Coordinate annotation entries
▼

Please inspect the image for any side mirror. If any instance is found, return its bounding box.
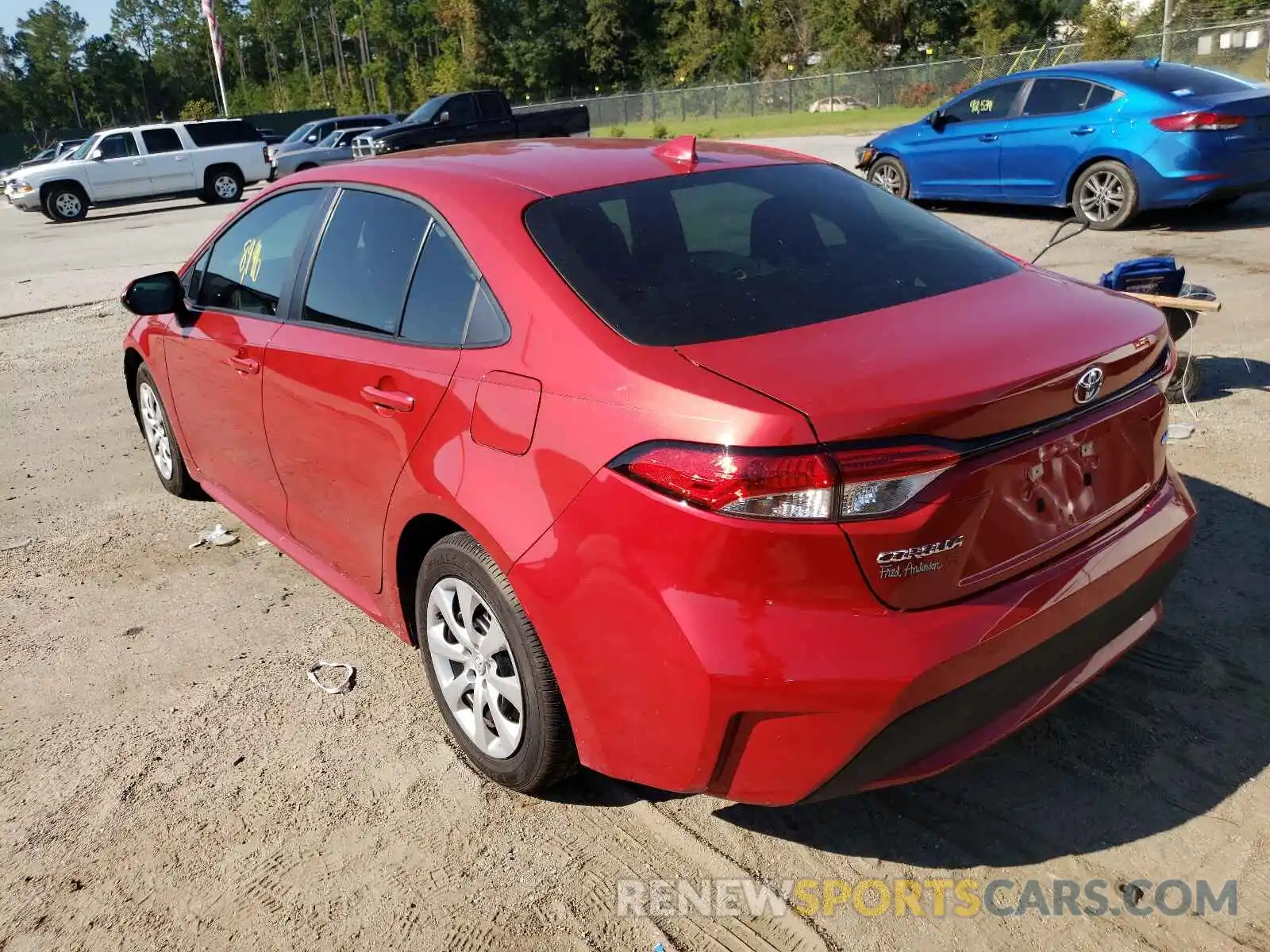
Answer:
[119,271,186,317]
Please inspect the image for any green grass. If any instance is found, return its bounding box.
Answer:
[591,106,929,138]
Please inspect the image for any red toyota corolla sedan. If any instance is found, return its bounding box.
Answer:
[123,140,1195,804]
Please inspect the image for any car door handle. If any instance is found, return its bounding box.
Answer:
[362,385,414,414]
[230,357,260,374]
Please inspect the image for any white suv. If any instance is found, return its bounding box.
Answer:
[6,119,269,221]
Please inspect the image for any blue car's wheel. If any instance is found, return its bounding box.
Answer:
[1072,159,1138,231]
[868,155,908,198]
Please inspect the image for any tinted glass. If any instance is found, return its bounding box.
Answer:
[141,129,184,152]
[402,222,476,347]
[476,93,506,119]
[305,189,428,334]
[98,132,141,159]
[446,94,476,123]
[1124,62,1257,99]
[282,122,314,144]
[464,282,508,347]
[1024,79,1092,116]
[1084,85,1115,109]
[944,80,1024,122]
[525,163,1018,347]
[197,188,322,316]
[186,119,260,148]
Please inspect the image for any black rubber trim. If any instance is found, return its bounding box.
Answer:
[804,543,1183,802]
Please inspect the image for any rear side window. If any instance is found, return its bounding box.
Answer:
[1126,62,1257,99]
[476,93,506,119]
[192,188,322,316]
[402,222,476,347]
[1024,79,1094,116]
[141,129,184,155]
[303,189,429,335]
[525,163,1018,347]
[186,119,260,148]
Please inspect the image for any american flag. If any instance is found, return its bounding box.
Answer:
[203,0,225,70]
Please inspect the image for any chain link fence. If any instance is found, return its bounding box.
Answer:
[533,15,1270,132]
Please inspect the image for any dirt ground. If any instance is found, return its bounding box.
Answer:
[0,142,1270,952]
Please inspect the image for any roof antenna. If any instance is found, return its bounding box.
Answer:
[652,136,697,171]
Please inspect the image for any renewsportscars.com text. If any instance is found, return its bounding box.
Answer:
[618,878,1238,919]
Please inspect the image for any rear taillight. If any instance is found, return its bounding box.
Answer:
[1151,113,1247,132]
[610,443,957,522]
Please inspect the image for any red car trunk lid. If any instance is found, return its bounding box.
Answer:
[679,269,1168,608]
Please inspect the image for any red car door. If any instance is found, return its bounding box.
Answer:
[165,188,326,528]
[264,188,476,592]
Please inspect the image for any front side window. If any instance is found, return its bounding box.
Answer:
[141,129,184,154]
[521,163,1018,347]
[303,189,430,335]
[197,188,322,317]
[944,80,1024,123]
[98,132,141,159]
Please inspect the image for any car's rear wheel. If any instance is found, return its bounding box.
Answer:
[1072,160,1138,231]
[133,367,202,499]
[44,186,87,222]
[868,155,910,198]
[415,532,578,793]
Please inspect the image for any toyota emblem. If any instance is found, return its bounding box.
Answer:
[1073,367,1103,404]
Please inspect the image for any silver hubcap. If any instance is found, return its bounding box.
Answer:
[53,192,84,218]
[137,383,173,480]
[424,578,525,760]
[1081,171,1126,221]
[868,165,904,195]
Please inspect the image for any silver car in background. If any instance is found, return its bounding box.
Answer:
[271,125,373,179]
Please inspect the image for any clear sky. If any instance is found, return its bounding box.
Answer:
[0,0,114,43]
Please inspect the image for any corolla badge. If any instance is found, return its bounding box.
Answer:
[1072,367,1103,404]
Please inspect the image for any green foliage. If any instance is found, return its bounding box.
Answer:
[180,99,220,119]
[0,0,1266,141]
[1081,0,1135,61]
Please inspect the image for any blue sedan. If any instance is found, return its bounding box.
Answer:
[856,60,1270,231]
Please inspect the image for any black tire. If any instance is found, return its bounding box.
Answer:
[865,155,910,198]
[1164,354,1200,404]
[414,532,578,793]
[1072,159,1138,231]
[202,165,243,205]
[43,184,87,222]
[132,364,206,499]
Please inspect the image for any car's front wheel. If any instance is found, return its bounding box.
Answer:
[203,167,243,202]
[1072,160,1138,231]
[868,155,910,198]
[415,532,578,793]
[44,186,87,222]
[132,367,201,499]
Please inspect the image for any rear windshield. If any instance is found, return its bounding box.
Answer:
[1129,62,1256,98]
[525,163,1018,347]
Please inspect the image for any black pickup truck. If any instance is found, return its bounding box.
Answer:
[353,89,591,159]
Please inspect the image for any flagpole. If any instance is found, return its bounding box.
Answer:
[203,0,230,116]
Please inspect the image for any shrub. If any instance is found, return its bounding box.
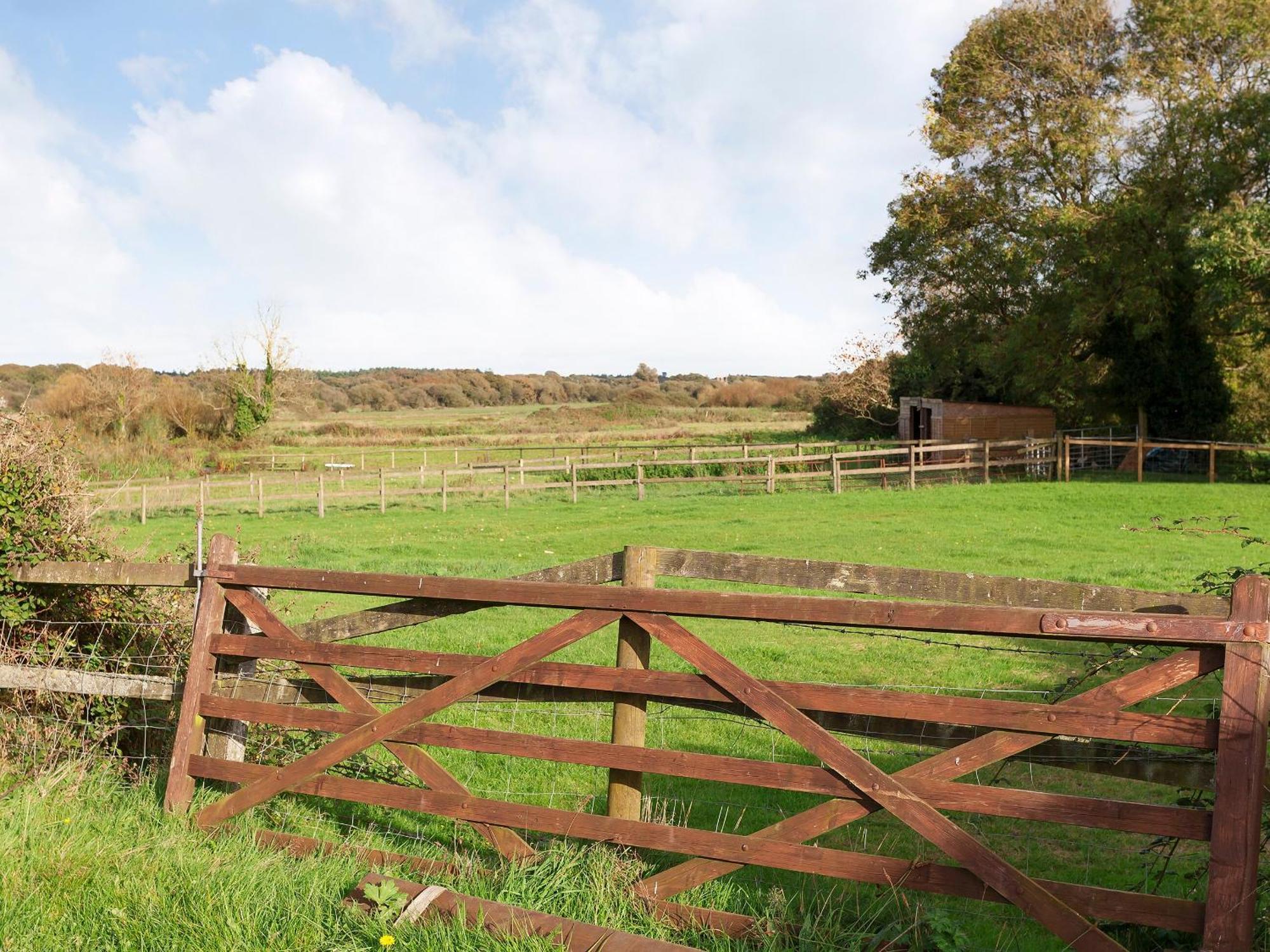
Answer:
[0,414,188,768]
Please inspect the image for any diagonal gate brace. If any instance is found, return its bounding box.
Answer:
[225,589,537,859]
[197,609,620,829]
[636,649,1222,899]
[627,613,1124,952]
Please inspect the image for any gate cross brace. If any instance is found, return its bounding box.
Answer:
[627,612,1124,952]
[636,649,1222,900]
[225,589,537,859]
[197,609,621,829]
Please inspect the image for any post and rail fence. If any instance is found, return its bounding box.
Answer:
[91,439,1058,523]
[0,548,1270,952]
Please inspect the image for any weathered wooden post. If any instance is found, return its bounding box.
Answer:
[1203,575,1270,952]
[608,546,657,820]
[163,534,236,812]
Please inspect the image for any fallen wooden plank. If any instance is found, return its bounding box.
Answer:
[344,873,692,952]
[14,562,194,589]
[253,830,470,876]
[0,664,180,701]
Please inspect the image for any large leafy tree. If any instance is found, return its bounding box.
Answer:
[870,0,1270,437]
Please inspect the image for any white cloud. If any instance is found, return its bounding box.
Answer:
[127,52,820,372]
[0,48,133,368]
[0,0,991,373]
[295,0,472,69]
[119,53,185,99]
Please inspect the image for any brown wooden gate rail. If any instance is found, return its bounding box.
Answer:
[168,541,1270,952]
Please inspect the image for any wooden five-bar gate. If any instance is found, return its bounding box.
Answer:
[151,537,1270,952]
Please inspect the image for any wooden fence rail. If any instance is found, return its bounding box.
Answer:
[7,548,1270,952]
[93,439,1055,522]
[1058,435,1270,482]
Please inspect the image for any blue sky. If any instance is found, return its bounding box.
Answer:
[0,0,991,373]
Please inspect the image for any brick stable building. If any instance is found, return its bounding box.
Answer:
[899,397,1054,443]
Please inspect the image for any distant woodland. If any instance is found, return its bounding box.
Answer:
[0,357,822,440]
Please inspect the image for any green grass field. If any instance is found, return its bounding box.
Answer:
[0,484,1270,949]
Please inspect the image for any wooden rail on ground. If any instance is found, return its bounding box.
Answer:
[93,439,1057,522]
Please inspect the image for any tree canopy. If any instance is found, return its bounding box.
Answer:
[869,0,1270,438]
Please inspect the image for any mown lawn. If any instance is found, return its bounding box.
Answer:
[0,484,1270,949]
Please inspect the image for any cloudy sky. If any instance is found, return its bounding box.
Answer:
[0,0,992,373]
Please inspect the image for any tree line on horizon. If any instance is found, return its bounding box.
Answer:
[829,0,1270,440]
[0,358,822,442]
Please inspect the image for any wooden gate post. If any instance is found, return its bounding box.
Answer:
[204,571,269,763]
[164,533,237,812]
[1203,575,1270,952]
[608,546,657,820]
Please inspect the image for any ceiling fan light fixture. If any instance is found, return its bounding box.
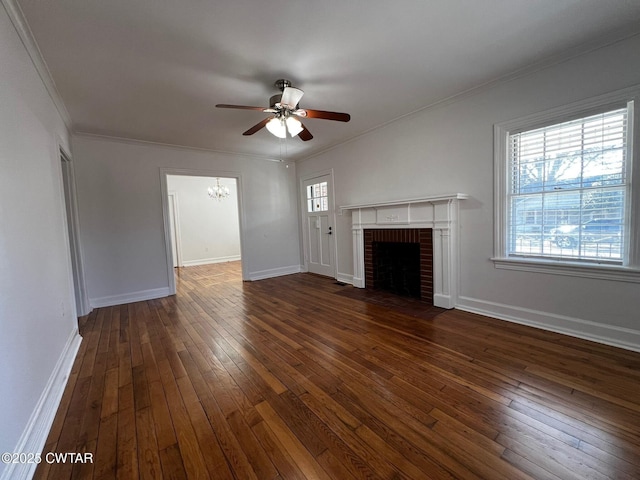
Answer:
[286,117,303,137]
[266,117,287,138]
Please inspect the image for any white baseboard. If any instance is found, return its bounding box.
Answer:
[0,329,82,480]
[182,255,241,267]
[89,287,171,308]
[336,273,353,285]
[248,265,302,281]
[456,297,640,352]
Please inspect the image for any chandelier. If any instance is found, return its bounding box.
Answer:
[207,178,230,202]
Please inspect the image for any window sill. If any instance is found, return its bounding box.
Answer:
[491,257,640,283]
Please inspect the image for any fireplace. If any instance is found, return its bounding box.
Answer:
[339,193,468,308]
[364,228,433,304]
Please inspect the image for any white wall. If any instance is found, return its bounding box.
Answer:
[297,32,640,350]
[167,175,241,266]
[73,135,300,306]
[0,2,80,478]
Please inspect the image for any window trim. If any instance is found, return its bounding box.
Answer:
[491,85,640,283]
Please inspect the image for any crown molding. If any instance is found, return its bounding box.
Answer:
[1,0,72,131]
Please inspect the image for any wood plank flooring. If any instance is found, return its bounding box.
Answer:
[35,262,640,480]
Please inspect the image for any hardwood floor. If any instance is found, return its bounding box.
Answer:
[35,263,640,480]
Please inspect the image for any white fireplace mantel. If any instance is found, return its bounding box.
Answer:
[340,193,469,308]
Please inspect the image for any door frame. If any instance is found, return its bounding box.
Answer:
[167,191,183,268]
[57,146,91,317]
[298,168,338,278]
[160,168,249,295]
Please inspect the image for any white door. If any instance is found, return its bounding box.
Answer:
[302,174,335,278]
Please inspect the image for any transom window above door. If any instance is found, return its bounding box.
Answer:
[307,182,329,212]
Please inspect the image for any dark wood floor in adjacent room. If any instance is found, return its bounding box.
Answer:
[35,262,640,480]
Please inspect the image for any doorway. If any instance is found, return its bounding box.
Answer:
[162,171,245,293]
[301,171,336,278]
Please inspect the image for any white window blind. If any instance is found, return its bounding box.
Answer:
[506,107,629,263]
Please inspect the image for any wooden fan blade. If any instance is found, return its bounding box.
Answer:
[298,124,313,142]
[243,117,273,136]
[216,103,266,112]
[304,108,351,122]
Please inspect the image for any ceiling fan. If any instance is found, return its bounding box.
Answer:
[216,79,351,142]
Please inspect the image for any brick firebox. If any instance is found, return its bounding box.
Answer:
[364,228,433,304]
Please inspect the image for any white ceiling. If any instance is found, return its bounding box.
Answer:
[13,0,640,159]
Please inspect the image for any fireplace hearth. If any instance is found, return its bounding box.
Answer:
[339,193,468,308]
[364,228,433,304]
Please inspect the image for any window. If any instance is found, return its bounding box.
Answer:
[307,182,329,212]
[494,87,640,281]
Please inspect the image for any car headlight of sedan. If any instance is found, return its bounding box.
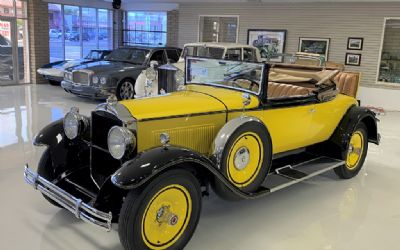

▲

◆ WHAT IS BEING ASKED:
Pick out every line in the records above that contains the word "blue", treating uppercase and lowercase as different.

◆ RIGHT ANSWER:
Please inspect the image for any blue car's wheel. If any instance is found, return its bounding box.
Please inspect the image for any blue sedan. If any instance is found, return its bounding box.
Please inspect the image for any blue sky. If any instance is found, return its bounding box.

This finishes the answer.